▼

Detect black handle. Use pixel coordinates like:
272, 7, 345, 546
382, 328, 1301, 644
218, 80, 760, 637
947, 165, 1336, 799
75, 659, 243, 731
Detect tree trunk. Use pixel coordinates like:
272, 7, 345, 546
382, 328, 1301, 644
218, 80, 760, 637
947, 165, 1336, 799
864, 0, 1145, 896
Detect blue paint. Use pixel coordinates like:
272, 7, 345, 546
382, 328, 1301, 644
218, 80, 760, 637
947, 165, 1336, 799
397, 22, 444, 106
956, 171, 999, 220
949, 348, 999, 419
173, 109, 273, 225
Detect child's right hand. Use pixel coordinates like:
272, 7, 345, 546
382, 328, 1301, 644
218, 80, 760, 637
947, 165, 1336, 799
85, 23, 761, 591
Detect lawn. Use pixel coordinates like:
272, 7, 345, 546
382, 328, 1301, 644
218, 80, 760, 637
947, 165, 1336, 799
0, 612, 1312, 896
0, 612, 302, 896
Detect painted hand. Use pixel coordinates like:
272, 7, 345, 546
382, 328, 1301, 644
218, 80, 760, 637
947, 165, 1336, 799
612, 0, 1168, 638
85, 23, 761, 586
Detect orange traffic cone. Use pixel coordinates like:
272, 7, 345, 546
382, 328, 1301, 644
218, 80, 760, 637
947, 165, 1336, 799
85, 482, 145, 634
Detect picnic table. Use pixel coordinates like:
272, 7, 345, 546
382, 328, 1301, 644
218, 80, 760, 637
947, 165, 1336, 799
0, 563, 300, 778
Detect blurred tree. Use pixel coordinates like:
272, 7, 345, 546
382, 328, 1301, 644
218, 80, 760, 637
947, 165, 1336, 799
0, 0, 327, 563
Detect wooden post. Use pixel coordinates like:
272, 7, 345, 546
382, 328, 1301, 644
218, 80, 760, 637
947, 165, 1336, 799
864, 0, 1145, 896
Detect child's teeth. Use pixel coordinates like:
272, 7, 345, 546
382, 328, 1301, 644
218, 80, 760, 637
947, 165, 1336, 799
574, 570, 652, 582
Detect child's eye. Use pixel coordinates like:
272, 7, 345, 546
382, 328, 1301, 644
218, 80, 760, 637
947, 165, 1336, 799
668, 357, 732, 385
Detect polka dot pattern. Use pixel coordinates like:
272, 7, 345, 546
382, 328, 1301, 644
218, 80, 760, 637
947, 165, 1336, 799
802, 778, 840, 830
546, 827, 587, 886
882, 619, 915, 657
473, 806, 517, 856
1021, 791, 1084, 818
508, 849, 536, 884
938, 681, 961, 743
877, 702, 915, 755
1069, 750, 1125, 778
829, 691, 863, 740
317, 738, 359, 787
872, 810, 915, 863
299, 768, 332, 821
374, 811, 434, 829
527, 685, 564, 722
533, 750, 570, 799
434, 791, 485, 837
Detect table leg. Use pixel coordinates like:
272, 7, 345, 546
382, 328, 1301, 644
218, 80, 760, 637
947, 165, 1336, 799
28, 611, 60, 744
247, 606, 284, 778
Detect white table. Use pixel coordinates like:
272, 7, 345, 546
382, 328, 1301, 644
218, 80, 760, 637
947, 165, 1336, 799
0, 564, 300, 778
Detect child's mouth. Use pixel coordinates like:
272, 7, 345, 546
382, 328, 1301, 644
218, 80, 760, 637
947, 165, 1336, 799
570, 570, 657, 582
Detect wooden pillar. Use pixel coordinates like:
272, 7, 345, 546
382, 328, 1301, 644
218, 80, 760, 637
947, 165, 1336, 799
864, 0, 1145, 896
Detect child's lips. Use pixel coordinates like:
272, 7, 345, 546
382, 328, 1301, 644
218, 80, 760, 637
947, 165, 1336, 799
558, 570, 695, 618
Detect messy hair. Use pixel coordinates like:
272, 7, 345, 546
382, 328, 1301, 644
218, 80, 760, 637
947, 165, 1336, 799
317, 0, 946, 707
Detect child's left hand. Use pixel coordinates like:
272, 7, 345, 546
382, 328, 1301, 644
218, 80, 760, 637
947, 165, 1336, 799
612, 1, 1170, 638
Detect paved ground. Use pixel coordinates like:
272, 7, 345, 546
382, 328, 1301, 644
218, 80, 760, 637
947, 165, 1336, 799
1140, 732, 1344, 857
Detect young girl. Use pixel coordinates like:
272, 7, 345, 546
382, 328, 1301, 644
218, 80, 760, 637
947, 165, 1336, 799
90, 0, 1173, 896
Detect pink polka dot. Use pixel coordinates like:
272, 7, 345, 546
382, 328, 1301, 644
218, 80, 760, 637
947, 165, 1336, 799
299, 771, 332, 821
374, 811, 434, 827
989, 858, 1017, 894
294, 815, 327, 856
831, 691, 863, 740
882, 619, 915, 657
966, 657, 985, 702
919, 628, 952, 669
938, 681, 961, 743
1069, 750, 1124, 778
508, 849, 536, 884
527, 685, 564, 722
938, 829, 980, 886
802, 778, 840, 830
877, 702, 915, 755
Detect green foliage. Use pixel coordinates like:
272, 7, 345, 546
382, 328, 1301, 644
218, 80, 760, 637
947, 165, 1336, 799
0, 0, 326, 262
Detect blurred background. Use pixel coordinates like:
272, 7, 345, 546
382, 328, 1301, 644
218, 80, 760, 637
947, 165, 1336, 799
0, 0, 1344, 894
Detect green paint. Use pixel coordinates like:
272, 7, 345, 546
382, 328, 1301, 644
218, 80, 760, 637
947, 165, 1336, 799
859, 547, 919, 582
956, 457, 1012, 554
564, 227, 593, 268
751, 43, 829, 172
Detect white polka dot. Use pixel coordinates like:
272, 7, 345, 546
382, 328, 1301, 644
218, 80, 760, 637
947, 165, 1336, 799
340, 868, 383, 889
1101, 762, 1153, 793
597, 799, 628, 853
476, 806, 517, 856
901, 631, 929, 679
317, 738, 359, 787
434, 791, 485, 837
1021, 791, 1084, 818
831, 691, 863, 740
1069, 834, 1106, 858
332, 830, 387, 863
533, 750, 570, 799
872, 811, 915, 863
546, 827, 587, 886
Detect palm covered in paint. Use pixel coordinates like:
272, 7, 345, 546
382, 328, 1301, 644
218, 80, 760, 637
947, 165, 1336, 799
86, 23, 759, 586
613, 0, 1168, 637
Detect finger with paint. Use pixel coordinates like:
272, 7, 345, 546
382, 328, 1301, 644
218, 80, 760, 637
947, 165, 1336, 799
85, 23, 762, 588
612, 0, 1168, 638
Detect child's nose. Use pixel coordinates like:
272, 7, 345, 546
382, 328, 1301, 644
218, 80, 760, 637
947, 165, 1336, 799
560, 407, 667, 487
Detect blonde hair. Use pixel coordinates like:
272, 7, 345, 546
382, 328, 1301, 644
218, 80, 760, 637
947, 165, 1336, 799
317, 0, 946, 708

▲

### GOAL
Rewrite the items as a numbered list, from the line that contains "Detect white polka" through the last line of the items, with both ends included and any blank lines left out.

### THE OUTPUT
1. Detect white polka dot. Use pixel coordinates like:
2. 272, 7, 345, 546
3. 382, 328, 1301, 644
4. 218, 80, 760, 637
5. 947, 165, 1336, 799
6. 340, 868, 383, 889
7. 1101, 762, 1153, 793
8. 597, 799, 628, 853
9. 476, 806, 517, 856
10. 901, 631, 929, 679
11. 317, 738, 359, 787
12. 434, 791, 485, 837
13. 1021, 791, 1084, 818
14. 831, 691, 863, 740
15. 1069, 834, 1106, 858
16. 332, 830, 387, 863
17. 533, 750, 570, 799
18. 872, 811, 915, 863
19. 546, 827, 587, 886
20. Detect palm covered in paint. Use pixel coordinates like:
21. 272, 7, 345, 546
22. 382, 328, 1301, 644
23. 218, 80, 760, 637
24. 947, 165, 1336, 799
25. 86, 23, 759, 586
26. 613, 0, 1168, 637
27. Detect finger with paint. Use pixel coordinates like:
28. 272, 7, 345, 546
29. 382, 328, 1301, 644
30. 218, 80, 760, 637
31. 947, 165, 1336, 799
32. 85, 23, 762, 588
33. 612, 0, 1168, 638
34. Detect child's nose. Use pixel coordinates like:
35. 272, 7, 345, 546
36. 382, 328, 1301, 644
37. 218, 80, 760, 637
38. 947, 165, 1336, 799
39. 560, 407, 667, 487
40. Detect blonde hair. Use pixel coordinates like:
41. 272, 7, 345, 546
42. 382, 328, 1301, 644
43. 218, 80, 760, 637
44. 947, 165, 1336, 799
45. 317, 0, 946, 708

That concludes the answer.